_INSTRUCTIONS FOR THE TASK_. State how many lines of the entries below contain the string "segment", counting only matches with the same case, and reply with the number alone.

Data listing

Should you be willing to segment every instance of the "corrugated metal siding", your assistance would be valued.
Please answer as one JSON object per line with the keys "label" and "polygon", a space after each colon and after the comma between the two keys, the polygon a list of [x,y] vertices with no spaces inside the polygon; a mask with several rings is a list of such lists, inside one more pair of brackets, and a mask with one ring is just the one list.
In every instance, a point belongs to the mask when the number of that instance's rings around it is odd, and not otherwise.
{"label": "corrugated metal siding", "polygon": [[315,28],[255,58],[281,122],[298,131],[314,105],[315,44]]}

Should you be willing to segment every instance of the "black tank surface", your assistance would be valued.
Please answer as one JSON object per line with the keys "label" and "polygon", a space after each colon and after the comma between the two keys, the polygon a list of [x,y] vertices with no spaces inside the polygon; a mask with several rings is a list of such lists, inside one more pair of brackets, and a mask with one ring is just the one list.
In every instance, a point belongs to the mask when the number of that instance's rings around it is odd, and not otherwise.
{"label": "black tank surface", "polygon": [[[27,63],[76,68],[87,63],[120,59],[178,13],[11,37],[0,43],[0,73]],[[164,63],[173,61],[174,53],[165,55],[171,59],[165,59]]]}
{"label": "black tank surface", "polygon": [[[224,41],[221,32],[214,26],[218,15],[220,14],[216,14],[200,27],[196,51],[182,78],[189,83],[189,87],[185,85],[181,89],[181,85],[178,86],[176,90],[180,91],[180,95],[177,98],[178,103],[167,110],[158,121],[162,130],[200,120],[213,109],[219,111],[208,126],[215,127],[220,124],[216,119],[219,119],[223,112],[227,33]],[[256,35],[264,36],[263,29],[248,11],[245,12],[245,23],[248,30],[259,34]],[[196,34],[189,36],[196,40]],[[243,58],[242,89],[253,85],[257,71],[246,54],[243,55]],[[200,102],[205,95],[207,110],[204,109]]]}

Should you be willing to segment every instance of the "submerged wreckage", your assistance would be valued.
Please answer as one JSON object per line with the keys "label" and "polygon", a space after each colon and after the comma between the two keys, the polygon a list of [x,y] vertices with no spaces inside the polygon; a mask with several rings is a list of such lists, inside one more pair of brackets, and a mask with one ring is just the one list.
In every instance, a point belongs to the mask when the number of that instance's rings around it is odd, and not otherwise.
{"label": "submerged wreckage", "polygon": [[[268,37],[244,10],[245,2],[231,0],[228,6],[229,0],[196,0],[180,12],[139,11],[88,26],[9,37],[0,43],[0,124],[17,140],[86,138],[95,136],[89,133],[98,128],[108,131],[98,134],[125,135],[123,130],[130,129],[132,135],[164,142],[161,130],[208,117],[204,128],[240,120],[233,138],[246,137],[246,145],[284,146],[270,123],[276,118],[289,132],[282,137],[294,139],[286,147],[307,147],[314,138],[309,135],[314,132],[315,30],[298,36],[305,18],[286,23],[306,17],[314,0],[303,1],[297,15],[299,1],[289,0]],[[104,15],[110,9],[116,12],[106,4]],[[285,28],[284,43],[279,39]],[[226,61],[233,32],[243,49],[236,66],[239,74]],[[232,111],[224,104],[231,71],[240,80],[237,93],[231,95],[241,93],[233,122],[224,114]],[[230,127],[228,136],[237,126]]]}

_WRITTEN RESPONSE_. 3